• _Supplied text_
[BEGIN]

Time response
This package calculates all scattering in the frequency domain, and we call the resulting field the frequency response $\hat u(\mathbf x,\omega)$, which satisfies $\nabla^2 \hat u(\mathbf x,\omega) + k^2 \hat u(\mathbf x,\omega) = 0$, where $k = \dfrac{\omega}{c}$. We can transform the frequency response $\hat u(\mathbf x,\omega)$ into a time response $u(\mathbf x,t)$ using a Fourier transform, where $u(\mathbf x,t)$ satisfies $\nabla^2 u(\mathbf x,t) - \frac{1}{c^2} \frac{\partial^2}{\partial t^2}u(\mathbf x,t) = 0$. For a minimal example see Results in time, or see Technical details for more maths.
The package assumes the time response $u(\mathbf x,t)$ is always real, this simplifies the Fourier transform.
Intro
As an example, let use a plane-wave source $\mathrm e^{\mathrm i \omega x}$ and measure the response at origin of the source $x = (0,0)$,
using MultipleScattering;
plane_wave = plane_source(Acoustic(1.0, 1.0, 2); direction = [1.0, 0.0], position = [0.0, 0.0]);
x = [[0.0, 0.0]];
ωs = LinRange(0.0, 1.0, 100);
freq_response = run(plane_wave, x, ωs);
t_vec = LinRange(-20.0, 80.0, 110);
time_response = frequency_to_time(freq_response; t_vec = t_vec);
where we specified the times t_vec
to calculate time_response
. If no t_vec
is given, the default times would be t_vec = ω_to_t(ωs)
which is the standard choice for the Discrete Fourier Transform.
Let us have a look at these responses:
using Plots;
p1 = plot(freq_response, xlims = (0, 2), ylims = (0.0, 1.5), field_apply = real);
p2 = plot(time_response);
plot(p1, p2)

[END]

• _Extracted information_

[BEGIN]

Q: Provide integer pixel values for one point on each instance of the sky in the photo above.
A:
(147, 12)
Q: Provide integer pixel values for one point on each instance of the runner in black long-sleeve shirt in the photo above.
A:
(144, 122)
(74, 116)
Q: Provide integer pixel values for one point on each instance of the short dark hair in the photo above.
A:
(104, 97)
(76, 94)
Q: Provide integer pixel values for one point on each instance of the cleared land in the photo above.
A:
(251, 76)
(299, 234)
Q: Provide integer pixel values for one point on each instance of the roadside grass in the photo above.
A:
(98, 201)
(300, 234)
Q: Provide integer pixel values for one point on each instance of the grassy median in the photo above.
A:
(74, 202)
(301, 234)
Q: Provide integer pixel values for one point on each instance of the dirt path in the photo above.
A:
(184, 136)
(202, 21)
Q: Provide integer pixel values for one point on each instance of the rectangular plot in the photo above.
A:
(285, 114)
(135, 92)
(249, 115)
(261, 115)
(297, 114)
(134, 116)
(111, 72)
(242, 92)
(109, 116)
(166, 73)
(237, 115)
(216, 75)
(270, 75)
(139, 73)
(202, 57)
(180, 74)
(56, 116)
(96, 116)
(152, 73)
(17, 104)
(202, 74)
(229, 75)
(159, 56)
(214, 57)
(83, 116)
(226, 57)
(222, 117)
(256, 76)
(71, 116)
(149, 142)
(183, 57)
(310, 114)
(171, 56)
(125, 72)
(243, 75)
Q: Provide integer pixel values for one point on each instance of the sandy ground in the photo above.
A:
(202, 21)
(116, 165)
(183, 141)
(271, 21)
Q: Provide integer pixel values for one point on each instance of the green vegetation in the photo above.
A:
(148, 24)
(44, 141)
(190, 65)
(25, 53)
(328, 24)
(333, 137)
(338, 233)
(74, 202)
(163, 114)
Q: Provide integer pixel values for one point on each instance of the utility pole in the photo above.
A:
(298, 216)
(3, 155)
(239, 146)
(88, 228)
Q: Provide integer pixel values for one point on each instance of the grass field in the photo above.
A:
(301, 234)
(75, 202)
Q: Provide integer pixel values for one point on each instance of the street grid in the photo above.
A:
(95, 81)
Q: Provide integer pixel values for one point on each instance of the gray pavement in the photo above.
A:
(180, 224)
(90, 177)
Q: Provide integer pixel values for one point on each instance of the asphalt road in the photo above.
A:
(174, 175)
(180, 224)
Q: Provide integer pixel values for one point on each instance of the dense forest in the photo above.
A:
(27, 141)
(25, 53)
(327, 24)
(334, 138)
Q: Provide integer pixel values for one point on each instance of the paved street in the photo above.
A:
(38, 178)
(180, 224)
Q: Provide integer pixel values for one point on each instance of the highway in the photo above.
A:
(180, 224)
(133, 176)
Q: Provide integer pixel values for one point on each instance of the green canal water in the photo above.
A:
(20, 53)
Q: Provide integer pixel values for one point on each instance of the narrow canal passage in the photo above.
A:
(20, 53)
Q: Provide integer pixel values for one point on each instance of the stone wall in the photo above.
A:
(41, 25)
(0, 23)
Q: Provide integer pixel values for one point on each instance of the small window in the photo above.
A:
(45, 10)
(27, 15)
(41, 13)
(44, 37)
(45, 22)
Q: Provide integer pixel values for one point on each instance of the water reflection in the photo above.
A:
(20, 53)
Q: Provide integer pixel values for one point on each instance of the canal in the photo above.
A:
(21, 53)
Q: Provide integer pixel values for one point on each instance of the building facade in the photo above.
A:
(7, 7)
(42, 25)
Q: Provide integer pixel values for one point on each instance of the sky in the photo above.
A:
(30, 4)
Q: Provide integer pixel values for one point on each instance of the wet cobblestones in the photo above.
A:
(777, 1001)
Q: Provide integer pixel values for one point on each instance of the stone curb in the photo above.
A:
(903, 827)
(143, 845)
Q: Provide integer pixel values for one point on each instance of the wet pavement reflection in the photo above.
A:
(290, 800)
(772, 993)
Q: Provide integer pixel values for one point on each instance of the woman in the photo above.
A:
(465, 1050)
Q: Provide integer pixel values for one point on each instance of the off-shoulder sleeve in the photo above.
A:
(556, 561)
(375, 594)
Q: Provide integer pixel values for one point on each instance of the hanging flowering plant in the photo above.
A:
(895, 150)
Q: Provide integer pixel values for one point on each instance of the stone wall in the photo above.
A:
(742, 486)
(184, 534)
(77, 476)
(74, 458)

[END]

• _Jobs_
- a) According to the time response text, what does the package assume about the time response u(x,t)?
- b) From the time response text, quote the passage between "The package assumes" and "t_vec = ω_to_t(ωs)", inclusive.

• _Results in order_
- a) The package assumes it is always real.

- b)
The package assumes the time response $u(\mathbf x,t)$ is always real, this simplifies the Fourier transform.
Intro
As an example, let use a plane-wave source $\mathrm e^{\mathrm i \omega x}$ and measure the response at origin of the source $x = (0,0)$,
using MultipleScattering;
plane_wave = plane_source(Acoustic(1.0, 1.0, 2); direction = [1.0, 0.0], position = [0.0, 0.0]);
x = [[0.0, 0.0]];
ωs = LinRange(0.0, 1.0, 100);
freq_response = run(plane_wave, x, ωs);
t_vec = LinRange(-20.0, 80.0, 110);
time_response = frequency_to_time(freq_response; t_vec = t_vec);
where we specified the times t_vec
to calculate time_response
. If no t_vec
is given, the default times would be t_vec = ω_to_t(ωs)